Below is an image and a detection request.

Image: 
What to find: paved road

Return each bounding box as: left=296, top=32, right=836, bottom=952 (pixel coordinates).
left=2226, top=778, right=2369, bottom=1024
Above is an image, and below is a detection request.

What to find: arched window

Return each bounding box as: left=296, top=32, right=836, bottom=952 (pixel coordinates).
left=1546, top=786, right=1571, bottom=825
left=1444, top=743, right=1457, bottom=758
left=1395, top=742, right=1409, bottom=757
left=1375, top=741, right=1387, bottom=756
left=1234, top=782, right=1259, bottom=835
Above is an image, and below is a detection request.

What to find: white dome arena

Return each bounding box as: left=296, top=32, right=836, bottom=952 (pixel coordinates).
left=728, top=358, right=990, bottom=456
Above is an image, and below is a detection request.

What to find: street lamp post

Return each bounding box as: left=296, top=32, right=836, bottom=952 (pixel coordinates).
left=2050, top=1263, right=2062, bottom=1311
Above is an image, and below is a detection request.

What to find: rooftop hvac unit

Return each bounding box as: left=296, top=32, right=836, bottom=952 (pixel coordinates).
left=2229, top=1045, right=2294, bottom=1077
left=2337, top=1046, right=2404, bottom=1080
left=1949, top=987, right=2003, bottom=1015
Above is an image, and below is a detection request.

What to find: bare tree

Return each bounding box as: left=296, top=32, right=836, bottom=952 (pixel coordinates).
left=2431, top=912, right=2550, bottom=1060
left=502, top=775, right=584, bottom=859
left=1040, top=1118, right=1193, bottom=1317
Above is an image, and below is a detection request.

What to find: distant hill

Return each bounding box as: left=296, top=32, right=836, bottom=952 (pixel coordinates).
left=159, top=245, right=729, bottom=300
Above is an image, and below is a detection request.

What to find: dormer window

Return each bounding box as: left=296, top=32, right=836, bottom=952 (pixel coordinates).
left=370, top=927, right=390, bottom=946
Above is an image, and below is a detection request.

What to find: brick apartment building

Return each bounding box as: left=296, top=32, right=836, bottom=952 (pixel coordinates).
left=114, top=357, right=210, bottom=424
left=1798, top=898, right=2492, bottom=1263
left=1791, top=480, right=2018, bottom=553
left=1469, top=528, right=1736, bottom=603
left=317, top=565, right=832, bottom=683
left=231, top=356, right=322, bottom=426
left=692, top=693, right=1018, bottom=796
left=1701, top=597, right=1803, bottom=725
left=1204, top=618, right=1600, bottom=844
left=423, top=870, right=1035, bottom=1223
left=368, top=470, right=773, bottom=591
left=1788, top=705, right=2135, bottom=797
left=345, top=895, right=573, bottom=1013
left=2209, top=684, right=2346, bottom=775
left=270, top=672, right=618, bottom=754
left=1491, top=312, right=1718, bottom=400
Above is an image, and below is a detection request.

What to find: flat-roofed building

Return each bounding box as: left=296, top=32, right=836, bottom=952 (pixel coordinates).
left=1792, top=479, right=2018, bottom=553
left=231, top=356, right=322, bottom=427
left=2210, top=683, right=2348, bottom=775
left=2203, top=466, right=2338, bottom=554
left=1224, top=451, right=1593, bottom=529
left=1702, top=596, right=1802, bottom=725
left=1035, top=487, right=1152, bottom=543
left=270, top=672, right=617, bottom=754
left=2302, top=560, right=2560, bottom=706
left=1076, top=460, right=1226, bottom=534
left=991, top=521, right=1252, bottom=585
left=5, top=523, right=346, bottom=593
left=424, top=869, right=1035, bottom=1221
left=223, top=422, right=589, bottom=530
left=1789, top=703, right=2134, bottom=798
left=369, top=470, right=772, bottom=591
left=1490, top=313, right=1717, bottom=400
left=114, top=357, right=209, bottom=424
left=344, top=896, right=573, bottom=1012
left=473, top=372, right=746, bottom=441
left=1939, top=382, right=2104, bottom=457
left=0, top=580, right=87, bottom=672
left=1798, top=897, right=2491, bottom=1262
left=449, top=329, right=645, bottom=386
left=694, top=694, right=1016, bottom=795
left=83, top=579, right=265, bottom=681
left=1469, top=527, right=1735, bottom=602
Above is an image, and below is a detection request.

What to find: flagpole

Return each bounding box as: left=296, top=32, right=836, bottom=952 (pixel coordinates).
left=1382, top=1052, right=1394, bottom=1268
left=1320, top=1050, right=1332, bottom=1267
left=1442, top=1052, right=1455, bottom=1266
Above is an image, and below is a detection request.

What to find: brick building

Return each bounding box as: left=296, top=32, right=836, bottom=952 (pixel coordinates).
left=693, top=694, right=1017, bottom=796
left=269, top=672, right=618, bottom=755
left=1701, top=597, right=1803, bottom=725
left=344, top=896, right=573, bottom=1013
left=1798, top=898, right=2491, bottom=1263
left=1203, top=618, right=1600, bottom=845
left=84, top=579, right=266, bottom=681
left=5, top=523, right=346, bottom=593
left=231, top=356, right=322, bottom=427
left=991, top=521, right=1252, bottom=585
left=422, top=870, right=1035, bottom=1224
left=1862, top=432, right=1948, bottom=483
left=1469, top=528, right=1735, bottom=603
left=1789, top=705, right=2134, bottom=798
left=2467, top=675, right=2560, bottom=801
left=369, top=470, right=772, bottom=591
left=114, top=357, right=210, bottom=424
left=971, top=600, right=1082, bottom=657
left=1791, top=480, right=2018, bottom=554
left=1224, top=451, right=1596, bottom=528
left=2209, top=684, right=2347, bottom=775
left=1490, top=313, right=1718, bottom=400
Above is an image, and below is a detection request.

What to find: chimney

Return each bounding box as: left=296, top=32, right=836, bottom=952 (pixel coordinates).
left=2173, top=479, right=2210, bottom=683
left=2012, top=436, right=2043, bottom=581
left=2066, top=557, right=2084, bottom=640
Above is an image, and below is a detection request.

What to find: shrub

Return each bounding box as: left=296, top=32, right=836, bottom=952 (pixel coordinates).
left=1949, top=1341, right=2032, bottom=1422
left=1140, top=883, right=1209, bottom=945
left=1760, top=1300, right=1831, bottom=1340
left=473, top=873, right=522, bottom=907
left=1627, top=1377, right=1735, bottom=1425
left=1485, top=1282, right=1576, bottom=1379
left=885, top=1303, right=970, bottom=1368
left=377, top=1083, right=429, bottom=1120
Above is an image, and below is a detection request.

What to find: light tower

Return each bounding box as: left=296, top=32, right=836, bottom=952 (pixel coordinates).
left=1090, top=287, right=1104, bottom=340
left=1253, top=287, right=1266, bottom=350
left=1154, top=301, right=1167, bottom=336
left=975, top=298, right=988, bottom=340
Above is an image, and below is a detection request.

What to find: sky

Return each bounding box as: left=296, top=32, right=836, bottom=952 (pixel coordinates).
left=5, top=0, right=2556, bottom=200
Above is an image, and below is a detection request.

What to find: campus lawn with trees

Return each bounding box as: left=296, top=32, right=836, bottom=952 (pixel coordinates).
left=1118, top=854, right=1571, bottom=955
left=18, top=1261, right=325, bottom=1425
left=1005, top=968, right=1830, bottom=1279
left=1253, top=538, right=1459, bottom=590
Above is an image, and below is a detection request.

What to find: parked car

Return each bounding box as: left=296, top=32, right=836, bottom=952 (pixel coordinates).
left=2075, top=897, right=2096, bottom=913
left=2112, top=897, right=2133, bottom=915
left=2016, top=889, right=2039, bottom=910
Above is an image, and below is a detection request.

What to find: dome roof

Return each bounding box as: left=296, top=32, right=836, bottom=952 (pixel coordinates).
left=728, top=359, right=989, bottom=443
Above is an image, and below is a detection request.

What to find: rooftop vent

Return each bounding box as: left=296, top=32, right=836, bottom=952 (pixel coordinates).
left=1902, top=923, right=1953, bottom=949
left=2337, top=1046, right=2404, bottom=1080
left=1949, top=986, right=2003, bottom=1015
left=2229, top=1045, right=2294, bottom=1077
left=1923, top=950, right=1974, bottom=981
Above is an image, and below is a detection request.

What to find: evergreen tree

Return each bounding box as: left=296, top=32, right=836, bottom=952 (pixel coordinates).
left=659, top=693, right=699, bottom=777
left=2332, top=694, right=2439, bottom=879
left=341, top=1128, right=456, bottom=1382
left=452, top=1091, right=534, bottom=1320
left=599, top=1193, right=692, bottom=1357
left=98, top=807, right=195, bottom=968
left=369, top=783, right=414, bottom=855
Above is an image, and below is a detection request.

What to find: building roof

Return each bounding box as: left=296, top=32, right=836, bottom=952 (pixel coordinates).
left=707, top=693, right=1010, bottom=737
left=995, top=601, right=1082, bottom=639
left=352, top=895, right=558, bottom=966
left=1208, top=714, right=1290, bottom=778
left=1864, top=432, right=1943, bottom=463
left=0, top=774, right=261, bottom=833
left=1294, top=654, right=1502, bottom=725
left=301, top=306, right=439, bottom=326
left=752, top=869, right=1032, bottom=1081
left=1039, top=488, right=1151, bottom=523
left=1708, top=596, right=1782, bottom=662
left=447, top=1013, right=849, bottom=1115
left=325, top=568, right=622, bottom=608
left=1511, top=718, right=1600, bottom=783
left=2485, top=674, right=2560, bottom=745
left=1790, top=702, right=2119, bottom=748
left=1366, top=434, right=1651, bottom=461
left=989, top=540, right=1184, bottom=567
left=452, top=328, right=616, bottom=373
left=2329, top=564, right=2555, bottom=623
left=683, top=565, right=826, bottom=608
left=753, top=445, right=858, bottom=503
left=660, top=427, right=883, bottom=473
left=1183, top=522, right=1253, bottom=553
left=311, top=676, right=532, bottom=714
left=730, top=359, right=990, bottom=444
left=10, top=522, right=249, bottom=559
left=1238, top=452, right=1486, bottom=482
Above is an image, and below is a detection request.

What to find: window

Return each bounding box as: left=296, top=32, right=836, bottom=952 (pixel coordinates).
------------------------------------------------
EXERCISE GOAL ▸
Through the line that holds "What to find: rooftop hvac unit", repeat the material above exactly, starting at its first line.

EXERCISE RESPONSE ▸
Below is an image and a detection request.

Image: 
What to find: paved road

Return each bounding box as: left=296, top=32, right=836, bottom=952 (pixel coordinates).
left=2226, top=778, right=2369, bottom=1024
Above is an image, and below is a detection request.

What to find: arched window

Return each bounding box as: left=296, top=32, right=836, bottom=952 (pixel coordinates).
left=1546, top=786, right=1571, bottom=825
left=1444, top=743, right=1457, bottom=758
left=1395, top=742, right=1409, bottom=757
left=1375, top=741, right=1387, bottom=756
left=1234, top=782, right=1259, bottom=835
Above is an image, and below is a detection request.

What to find: white dome arena

Return each bounding box as: left=296, top=32, right=836, bottom=952 (pixel coordinates).
left=728, top=358, right=990, bottom=456
Above is an image, and below is a detection request.

What to find: street lamp post

Return each bounding box as: left=296, top=32, right=836, bottom=952 (pixel coordinates).
left=2050, top=1263, right=2062, bottom=1311
Above is an image, and below is a detection request.

What to find: rooftop hvac unit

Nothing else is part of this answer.